[Collection entries]
* * * * *

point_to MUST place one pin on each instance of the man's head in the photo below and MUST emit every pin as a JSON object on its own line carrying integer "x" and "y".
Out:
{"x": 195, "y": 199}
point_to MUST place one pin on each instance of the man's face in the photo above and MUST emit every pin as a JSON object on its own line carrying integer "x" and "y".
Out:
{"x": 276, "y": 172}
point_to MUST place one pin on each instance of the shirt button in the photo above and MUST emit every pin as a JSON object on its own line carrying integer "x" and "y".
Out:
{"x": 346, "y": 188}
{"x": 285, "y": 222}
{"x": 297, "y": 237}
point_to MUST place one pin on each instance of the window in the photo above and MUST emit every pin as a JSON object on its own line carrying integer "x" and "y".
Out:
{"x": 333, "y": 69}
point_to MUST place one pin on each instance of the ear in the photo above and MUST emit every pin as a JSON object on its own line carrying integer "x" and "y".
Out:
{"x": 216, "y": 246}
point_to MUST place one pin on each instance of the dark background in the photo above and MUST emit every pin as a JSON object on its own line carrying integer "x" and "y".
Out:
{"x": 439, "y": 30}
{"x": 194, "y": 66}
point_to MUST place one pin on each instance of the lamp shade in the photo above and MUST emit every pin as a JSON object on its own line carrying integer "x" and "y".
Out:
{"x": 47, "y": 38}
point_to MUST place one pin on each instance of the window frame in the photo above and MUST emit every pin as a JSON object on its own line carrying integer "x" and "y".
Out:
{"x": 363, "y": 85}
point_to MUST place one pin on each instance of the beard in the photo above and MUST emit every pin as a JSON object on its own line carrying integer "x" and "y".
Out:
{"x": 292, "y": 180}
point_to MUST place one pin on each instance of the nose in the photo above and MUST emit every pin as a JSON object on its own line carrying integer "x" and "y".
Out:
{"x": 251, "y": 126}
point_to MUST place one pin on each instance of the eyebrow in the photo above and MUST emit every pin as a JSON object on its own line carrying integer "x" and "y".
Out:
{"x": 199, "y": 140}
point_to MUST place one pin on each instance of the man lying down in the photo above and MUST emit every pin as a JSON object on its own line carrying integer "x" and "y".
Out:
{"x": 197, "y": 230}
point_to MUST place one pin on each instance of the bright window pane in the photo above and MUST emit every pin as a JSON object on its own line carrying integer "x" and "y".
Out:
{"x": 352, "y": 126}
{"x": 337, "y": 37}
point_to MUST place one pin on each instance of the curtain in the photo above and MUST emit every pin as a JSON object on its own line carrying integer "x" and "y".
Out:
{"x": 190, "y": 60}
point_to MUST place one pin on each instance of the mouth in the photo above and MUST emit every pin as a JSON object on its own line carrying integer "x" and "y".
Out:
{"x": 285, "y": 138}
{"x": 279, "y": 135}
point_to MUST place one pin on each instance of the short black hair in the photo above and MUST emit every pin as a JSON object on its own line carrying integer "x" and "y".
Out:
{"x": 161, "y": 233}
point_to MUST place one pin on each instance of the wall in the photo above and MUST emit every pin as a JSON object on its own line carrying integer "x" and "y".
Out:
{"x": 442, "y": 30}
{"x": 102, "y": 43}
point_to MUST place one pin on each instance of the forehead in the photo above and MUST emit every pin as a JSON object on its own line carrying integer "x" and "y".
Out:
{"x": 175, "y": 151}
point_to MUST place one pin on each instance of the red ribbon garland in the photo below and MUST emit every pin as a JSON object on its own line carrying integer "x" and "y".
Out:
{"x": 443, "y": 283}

* * * * *

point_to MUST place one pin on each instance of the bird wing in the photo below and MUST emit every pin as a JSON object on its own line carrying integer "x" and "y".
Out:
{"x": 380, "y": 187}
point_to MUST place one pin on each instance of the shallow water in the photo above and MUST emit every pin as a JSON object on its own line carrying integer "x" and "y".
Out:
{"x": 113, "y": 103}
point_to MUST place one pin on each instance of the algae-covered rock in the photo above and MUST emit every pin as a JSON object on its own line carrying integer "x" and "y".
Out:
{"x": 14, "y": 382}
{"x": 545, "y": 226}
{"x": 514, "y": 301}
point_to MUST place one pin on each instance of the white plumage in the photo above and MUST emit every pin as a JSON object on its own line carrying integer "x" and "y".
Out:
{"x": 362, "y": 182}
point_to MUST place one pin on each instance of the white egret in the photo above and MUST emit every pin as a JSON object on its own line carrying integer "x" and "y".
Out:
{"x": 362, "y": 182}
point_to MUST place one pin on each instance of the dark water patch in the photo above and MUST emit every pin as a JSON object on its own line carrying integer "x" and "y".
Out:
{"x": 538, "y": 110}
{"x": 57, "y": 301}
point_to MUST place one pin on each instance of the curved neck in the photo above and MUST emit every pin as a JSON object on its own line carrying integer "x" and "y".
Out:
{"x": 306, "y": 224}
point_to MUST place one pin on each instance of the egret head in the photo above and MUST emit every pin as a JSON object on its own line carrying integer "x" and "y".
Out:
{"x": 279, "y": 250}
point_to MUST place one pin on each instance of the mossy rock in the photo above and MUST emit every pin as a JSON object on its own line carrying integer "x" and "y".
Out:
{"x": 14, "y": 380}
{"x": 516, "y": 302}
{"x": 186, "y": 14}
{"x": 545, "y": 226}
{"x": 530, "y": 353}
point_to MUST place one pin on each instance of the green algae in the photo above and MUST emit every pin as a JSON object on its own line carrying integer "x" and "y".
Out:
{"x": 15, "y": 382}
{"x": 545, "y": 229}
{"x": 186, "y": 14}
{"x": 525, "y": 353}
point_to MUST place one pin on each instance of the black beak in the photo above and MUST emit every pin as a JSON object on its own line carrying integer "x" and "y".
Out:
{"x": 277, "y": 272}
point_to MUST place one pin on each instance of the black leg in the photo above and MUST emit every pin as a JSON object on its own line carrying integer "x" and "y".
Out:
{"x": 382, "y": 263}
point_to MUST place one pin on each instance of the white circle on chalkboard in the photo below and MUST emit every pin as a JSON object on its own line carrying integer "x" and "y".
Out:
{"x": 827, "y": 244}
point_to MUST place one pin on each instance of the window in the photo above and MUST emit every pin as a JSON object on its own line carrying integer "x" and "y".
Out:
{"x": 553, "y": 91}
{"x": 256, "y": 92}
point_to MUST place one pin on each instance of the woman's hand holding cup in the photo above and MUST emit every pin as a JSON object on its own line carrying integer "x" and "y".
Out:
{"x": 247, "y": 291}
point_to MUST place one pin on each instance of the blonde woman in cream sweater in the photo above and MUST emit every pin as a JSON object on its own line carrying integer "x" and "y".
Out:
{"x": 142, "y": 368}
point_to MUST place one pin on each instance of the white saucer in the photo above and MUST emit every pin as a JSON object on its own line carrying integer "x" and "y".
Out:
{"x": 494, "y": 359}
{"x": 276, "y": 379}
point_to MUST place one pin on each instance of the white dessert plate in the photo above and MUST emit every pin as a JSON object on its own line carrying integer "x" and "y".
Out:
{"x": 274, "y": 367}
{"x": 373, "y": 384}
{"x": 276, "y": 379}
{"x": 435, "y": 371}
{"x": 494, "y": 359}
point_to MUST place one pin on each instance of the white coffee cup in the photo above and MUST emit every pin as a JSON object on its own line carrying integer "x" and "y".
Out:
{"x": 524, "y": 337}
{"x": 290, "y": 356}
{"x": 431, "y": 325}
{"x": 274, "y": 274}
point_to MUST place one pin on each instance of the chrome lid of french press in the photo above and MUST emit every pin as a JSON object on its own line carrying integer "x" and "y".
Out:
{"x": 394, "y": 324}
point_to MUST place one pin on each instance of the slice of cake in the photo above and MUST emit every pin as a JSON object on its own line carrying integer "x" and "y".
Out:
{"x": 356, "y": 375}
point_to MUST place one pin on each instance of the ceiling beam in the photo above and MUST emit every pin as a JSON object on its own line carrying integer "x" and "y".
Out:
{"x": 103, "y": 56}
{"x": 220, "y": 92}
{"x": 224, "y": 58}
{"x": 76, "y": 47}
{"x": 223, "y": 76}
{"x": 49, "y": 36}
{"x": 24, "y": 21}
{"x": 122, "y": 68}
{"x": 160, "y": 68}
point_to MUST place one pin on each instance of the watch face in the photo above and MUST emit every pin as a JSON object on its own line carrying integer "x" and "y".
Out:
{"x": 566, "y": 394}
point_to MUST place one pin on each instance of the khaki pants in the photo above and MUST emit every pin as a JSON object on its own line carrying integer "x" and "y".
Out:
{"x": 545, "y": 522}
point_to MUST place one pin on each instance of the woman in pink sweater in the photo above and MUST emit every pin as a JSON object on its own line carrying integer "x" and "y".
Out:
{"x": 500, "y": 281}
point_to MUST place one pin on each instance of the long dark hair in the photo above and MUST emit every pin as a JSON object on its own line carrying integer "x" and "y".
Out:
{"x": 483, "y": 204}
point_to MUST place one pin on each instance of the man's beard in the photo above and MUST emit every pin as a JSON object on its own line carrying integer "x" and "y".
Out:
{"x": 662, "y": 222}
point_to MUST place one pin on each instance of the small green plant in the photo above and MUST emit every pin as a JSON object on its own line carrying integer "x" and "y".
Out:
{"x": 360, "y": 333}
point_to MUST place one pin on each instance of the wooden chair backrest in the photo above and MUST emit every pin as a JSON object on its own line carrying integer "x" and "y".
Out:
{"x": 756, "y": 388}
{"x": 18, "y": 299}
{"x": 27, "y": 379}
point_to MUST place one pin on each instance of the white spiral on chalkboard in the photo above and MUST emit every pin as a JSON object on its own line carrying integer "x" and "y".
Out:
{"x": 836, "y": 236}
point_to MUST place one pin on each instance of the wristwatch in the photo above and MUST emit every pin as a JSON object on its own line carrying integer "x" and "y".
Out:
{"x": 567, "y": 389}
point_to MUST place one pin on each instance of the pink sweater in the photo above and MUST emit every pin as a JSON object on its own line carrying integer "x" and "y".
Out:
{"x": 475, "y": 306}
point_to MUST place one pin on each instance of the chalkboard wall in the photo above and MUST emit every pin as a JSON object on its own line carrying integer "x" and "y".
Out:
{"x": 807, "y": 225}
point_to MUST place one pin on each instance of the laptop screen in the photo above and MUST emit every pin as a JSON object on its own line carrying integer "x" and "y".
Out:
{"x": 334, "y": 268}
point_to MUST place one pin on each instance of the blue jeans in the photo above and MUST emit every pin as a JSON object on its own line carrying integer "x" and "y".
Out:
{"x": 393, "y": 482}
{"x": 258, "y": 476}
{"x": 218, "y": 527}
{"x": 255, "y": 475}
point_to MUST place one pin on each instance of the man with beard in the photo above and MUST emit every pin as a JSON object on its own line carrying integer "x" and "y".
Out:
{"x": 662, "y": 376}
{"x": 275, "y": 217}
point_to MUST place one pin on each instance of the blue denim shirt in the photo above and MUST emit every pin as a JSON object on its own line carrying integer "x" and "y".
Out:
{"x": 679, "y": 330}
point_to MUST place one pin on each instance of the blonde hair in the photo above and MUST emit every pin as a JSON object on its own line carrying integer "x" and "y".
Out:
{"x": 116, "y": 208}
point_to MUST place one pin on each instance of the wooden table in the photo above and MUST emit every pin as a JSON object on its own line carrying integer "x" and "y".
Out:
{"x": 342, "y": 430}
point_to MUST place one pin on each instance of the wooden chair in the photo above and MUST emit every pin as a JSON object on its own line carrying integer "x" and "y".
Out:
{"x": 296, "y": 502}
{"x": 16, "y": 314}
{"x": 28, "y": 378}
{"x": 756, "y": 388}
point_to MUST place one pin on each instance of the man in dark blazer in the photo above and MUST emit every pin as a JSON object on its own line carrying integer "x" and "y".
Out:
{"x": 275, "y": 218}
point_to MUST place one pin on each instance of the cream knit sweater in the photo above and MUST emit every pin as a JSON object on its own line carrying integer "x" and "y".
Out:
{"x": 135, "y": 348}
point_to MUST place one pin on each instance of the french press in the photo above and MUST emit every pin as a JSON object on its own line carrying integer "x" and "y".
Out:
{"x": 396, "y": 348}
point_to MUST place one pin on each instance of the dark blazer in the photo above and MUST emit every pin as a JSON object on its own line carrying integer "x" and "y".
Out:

* * * * *

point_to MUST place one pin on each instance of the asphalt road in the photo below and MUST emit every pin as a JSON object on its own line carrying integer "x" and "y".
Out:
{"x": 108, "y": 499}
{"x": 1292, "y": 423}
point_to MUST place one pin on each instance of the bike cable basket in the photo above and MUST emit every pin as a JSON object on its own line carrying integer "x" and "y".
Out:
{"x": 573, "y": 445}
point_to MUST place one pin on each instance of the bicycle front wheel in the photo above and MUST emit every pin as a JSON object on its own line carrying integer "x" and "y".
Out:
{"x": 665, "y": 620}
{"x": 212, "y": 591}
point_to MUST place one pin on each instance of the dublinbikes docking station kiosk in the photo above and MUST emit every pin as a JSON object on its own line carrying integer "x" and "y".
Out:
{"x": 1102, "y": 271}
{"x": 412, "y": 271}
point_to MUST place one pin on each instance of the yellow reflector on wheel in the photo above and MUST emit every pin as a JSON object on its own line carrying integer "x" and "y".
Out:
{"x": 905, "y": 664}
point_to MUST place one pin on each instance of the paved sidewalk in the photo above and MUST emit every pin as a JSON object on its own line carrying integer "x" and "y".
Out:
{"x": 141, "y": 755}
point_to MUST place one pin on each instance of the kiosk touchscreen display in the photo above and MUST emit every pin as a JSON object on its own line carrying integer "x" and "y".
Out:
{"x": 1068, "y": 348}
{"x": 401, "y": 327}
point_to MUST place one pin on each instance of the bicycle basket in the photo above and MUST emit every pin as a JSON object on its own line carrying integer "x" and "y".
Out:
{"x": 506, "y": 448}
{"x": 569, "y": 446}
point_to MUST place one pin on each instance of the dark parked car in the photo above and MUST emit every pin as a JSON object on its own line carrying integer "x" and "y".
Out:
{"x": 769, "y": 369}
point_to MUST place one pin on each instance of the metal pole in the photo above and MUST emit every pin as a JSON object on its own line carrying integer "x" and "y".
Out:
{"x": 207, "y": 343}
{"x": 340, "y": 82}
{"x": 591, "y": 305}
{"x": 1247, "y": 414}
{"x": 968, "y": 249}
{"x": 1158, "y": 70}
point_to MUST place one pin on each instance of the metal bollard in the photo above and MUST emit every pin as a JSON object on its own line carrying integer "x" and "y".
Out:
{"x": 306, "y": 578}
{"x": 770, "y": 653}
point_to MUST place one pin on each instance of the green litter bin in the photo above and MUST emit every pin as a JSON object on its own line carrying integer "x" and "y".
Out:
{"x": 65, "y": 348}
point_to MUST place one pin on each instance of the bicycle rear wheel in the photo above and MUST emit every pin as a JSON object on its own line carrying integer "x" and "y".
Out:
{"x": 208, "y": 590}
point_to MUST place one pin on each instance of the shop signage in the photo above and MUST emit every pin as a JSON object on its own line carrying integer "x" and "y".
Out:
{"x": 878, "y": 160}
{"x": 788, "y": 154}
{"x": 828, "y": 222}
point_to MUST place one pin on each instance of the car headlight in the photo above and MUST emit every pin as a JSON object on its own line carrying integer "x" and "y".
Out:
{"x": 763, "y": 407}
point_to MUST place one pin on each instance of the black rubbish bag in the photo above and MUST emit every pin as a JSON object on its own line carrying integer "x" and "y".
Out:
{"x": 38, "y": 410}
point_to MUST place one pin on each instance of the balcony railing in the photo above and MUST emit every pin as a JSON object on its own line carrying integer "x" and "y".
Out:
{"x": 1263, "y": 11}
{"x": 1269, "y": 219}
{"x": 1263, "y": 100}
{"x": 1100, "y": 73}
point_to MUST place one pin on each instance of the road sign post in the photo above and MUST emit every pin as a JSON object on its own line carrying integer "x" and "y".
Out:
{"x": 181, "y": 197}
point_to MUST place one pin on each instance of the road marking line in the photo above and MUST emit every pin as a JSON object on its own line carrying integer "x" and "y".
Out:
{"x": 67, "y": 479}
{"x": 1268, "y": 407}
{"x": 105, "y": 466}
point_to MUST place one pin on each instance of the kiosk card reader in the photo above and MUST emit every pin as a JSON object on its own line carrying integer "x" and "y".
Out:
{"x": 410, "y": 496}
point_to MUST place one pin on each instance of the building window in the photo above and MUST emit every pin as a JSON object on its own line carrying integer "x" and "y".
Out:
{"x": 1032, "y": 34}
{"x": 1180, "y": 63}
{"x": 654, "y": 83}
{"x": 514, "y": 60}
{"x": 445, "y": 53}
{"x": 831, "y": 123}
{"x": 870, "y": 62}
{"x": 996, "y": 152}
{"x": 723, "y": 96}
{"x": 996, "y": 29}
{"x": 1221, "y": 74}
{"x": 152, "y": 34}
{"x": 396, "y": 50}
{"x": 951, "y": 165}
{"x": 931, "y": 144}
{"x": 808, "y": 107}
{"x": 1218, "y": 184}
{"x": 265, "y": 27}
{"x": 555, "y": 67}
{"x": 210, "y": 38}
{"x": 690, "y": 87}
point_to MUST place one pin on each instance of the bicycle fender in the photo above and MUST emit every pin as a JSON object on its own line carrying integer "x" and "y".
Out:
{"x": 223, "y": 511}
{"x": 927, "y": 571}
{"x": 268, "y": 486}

* * * * *

- **INSTRUCTIONS TO FOLLOW**
Please count the lines in the collection entries above that contain the word "face". Give only the number.

- **SOLUTION TO THE PROBLEM**
2